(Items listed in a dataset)
══════════

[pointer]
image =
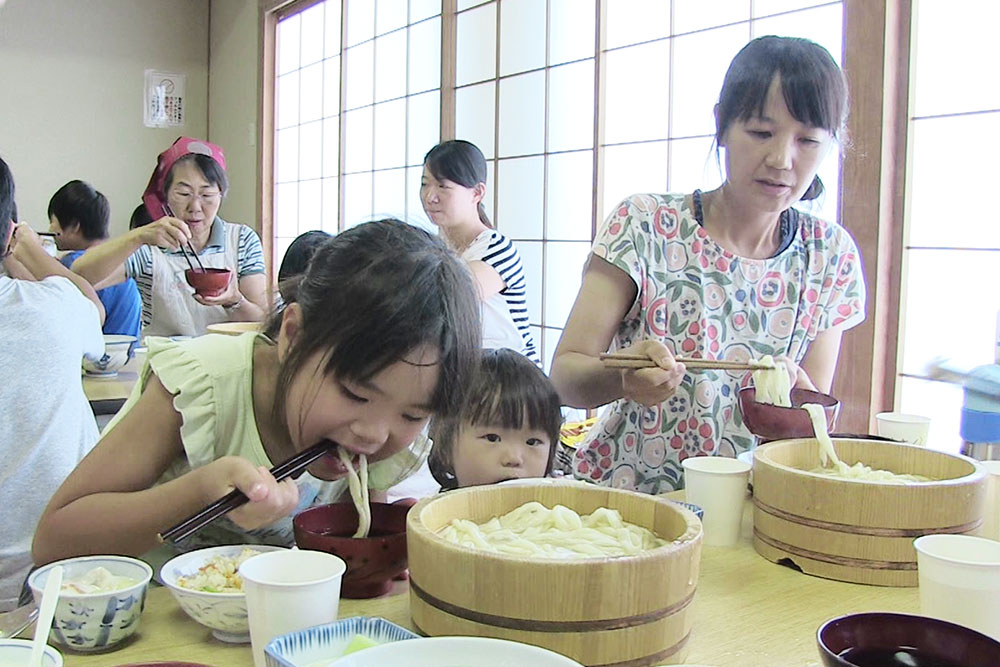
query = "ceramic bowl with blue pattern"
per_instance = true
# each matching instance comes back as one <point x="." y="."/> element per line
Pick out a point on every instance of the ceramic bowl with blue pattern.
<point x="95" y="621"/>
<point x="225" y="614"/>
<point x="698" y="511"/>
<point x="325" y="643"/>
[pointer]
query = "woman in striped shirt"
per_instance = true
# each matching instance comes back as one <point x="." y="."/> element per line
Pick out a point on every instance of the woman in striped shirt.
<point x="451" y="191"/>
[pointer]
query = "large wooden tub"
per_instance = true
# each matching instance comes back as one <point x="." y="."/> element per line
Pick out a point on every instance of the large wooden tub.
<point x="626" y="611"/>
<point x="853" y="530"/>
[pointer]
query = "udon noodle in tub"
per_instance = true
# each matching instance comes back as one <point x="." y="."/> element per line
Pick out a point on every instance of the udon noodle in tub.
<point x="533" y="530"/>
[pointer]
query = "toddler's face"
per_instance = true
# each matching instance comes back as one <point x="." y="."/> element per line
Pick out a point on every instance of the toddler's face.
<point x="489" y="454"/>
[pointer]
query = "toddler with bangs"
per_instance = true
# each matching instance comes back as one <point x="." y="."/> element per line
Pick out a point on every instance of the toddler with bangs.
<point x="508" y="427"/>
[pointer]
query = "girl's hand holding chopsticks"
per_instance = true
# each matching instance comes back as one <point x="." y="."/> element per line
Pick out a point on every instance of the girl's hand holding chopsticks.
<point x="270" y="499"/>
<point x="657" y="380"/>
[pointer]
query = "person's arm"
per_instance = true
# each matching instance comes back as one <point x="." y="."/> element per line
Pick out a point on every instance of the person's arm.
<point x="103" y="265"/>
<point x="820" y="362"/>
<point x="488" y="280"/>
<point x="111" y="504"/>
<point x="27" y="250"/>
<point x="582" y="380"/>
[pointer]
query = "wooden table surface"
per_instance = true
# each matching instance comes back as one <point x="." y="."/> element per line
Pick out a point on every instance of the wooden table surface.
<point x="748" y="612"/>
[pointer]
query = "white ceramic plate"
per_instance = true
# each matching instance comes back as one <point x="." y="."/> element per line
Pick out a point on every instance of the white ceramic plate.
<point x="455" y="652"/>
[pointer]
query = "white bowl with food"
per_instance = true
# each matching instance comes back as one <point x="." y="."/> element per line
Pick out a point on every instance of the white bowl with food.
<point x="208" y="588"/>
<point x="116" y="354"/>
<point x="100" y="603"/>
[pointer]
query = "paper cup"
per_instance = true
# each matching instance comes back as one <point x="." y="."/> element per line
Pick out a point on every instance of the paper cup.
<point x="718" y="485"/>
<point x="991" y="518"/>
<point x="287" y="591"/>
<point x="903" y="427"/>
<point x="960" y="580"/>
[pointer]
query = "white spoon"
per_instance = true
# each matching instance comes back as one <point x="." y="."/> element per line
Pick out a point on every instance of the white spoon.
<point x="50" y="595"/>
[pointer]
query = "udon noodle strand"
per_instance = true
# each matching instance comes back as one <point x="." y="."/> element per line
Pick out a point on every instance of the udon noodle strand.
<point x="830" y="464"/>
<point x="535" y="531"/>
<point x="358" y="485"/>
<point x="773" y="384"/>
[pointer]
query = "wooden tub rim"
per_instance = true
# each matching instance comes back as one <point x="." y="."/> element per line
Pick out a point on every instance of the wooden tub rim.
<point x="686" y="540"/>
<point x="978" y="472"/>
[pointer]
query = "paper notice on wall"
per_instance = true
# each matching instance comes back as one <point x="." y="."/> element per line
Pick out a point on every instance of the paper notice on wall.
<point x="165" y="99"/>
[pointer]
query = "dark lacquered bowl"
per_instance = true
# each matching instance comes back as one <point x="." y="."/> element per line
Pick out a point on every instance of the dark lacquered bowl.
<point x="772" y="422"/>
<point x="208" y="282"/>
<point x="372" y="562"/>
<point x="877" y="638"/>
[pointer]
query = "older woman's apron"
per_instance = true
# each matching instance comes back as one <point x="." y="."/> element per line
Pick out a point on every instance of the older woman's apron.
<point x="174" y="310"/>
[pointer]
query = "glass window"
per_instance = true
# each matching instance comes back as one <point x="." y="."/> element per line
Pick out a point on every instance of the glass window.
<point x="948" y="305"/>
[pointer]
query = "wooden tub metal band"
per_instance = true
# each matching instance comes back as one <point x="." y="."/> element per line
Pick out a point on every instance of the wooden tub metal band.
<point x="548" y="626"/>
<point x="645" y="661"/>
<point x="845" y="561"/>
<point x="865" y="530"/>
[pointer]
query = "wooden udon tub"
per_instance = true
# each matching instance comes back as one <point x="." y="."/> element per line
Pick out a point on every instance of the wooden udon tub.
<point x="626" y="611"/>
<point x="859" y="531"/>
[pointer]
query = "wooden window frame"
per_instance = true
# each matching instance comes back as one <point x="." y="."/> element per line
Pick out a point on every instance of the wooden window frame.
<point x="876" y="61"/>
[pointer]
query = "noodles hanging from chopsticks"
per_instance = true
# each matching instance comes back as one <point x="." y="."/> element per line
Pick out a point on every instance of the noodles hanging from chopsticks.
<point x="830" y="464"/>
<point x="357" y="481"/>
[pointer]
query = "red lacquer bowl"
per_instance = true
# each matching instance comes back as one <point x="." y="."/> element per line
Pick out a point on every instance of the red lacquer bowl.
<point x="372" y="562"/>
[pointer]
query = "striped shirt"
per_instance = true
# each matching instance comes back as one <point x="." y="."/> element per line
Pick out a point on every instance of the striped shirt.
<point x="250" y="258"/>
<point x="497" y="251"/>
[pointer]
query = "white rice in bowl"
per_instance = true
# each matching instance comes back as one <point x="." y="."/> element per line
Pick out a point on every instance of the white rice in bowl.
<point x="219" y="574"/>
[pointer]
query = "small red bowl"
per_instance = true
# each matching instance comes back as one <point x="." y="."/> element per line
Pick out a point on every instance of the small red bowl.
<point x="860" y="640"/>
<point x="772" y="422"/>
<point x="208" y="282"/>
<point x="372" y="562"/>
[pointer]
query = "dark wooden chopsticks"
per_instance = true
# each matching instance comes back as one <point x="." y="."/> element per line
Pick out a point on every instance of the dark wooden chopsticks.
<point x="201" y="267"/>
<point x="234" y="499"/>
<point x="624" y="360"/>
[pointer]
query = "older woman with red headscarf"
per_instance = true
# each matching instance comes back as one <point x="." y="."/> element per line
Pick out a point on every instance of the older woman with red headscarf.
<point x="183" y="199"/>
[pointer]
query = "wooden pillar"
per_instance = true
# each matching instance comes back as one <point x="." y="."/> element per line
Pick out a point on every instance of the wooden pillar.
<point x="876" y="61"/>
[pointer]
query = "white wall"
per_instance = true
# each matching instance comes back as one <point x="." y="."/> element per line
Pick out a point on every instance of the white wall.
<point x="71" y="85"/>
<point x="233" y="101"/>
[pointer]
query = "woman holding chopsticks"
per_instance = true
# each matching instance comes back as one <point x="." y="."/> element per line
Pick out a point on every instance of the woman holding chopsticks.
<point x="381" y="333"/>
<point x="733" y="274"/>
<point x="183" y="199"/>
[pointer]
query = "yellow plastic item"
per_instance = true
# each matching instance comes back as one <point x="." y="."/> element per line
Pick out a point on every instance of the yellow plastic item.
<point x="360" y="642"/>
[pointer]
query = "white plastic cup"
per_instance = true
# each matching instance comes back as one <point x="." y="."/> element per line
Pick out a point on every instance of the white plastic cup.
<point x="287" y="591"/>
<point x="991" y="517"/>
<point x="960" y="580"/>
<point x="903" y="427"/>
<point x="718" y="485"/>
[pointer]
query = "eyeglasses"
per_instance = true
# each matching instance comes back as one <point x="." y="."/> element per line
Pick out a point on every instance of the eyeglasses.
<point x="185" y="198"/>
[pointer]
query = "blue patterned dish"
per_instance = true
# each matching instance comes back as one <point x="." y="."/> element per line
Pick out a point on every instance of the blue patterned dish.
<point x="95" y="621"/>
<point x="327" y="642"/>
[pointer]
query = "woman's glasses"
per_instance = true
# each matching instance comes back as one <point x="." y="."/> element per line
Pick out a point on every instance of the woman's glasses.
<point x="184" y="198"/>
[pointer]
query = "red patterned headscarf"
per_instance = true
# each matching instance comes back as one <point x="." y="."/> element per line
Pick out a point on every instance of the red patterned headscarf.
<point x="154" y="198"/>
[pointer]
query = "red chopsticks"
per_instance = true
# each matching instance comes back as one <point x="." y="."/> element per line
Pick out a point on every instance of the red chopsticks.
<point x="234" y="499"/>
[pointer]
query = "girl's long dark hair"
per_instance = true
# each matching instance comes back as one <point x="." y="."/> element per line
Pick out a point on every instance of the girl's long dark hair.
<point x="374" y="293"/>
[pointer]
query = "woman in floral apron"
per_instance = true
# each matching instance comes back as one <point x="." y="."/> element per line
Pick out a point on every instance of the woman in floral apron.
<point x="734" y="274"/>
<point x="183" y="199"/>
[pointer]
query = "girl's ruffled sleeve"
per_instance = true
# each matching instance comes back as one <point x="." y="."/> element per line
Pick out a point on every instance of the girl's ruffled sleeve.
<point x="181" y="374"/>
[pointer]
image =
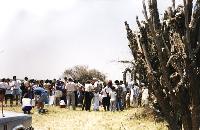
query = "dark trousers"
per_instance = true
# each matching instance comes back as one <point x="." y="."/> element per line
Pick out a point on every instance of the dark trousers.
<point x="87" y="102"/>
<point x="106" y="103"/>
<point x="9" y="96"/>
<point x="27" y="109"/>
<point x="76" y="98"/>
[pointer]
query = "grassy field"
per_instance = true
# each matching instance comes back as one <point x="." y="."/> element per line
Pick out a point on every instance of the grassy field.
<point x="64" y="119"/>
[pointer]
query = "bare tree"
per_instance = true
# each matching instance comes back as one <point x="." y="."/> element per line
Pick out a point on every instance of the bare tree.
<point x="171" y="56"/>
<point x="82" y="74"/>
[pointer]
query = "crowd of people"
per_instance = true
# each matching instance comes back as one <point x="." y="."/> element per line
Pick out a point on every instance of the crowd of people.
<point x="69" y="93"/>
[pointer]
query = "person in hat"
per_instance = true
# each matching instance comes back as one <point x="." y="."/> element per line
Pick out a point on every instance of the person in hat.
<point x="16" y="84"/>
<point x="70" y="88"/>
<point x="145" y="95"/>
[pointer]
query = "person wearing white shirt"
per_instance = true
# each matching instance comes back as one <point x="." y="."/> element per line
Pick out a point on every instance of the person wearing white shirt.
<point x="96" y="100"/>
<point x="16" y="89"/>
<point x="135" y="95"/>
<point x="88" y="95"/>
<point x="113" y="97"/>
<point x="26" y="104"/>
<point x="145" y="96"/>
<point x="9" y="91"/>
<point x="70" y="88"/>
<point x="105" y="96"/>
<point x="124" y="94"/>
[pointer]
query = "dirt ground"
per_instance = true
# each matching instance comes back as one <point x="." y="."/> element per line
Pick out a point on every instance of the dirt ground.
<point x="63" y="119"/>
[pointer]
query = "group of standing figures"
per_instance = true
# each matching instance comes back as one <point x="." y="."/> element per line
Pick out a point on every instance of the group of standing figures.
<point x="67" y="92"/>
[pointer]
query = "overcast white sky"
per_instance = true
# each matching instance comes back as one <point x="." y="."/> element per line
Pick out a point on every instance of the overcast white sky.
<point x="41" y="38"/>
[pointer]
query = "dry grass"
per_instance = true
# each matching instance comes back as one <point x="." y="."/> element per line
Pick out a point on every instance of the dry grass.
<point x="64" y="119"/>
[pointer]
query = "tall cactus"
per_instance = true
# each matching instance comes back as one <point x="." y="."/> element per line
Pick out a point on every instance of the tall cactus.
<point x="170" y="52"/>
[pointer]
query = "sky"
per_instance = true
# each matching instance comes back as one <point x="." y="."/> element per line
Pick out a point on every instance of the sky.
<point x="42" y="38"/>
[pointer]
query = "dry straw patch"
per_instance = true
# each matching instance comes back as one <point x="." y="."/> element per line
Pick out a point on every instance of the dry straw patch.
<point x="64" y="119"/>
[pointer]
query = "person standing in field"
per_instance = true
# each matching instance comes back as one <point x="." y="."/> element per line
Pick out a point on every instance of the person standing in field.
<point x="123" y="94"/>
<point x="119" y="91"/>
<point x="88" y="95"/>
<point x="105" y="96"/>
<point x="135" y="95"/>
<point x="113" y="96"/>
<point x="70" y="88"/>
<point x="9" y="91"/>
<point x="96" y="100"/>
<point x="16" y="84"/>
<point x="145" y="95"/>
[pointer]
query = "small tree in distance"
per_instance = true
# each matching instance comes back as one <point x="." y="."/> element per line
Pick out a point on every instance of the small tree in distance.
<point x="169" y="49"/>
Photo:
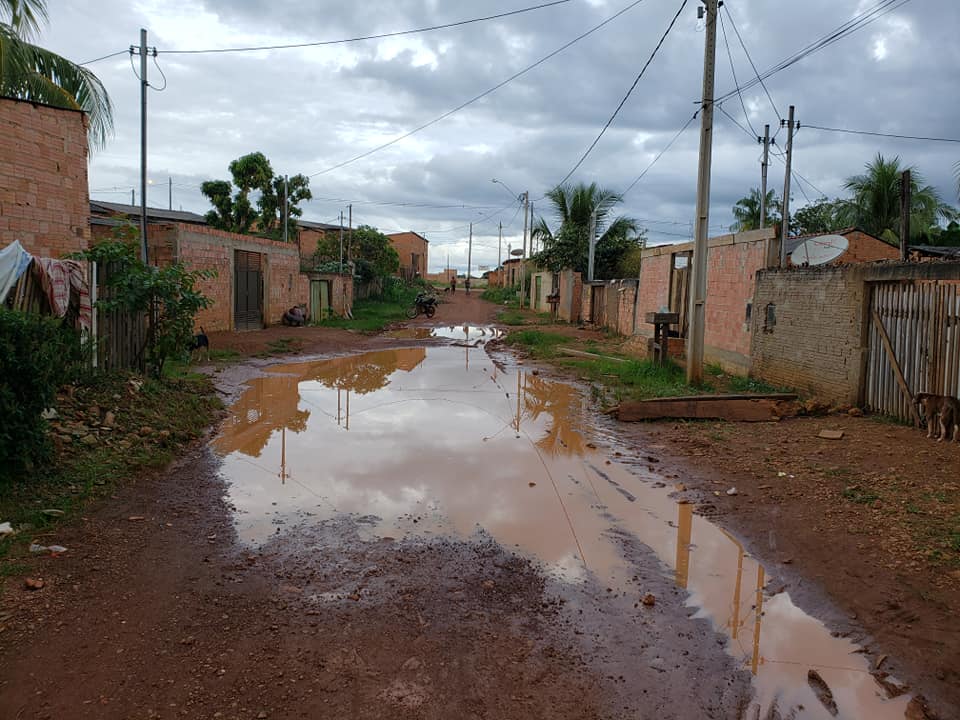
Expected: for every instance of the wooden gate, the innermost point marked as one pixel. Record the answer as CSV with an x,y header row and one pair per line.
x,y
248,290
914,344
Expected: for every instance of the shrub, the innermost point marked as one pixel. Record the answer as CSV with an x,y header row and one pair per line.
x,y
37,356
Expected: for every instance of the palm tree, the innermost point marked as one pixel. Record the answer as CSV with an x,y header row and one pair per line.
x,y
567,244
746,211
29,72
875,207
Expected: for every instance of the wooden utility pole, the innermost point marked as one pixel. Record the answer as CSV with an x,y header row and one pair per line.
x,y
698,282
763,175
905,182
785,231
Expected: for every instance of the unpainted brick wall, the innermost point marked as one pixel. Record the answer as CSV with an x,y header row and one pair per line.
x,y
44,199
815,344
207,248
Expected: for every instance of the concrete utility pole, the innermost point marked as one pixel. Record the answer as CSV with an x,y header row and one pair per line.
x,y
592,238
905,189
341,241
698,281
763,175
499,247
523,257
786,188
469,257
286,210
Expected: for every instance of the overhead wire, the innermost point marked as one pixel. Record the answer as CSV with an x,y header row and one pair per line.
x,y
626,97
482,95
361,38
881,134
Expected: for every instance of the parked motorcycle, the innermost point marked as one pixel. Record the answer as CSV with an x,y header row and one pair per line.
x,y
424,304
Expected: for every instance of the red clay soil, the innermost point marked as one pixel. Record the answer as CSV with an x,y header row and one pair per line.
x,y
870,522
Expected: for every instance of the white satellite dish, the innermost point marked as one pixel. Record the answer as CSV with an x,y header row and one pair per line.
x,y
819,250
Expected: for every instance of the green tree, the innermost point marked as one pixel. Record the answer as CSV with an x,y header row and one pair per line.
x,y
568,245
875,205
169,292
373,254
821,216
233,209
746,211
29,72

══════════

**Brief:**
Only the lines from the one with "Expected: for every instance of the parked" through the end of the material are wanted; copy them exactly, both ends included.

**Finished answer:**
Expected: for every instance of the parked motorcycle, the innermost point marked as one pixel. Record the answer as CSV with an x,y header row and one pair per line.
x,y
424,304
Expected: for every instance of the red clay soil, the innermost point marked as one pixel. Record the answer as CSV with an x,y header row and one pair per line.
x,y
870,522
Expected: for every instance of the white satellite dish, the innermost point marked as one pixel. Record the answer as CSV with an x,y header row and one pair per line.
x,y
819,250
Expected: for every instance of the green tree, the innermost point marked as one pixel. Record the answer as CSV with an x,y header row and one pair per line.
x,y
568,245
875,205
169,292
373,254
821,216
233,209
746,211
29,72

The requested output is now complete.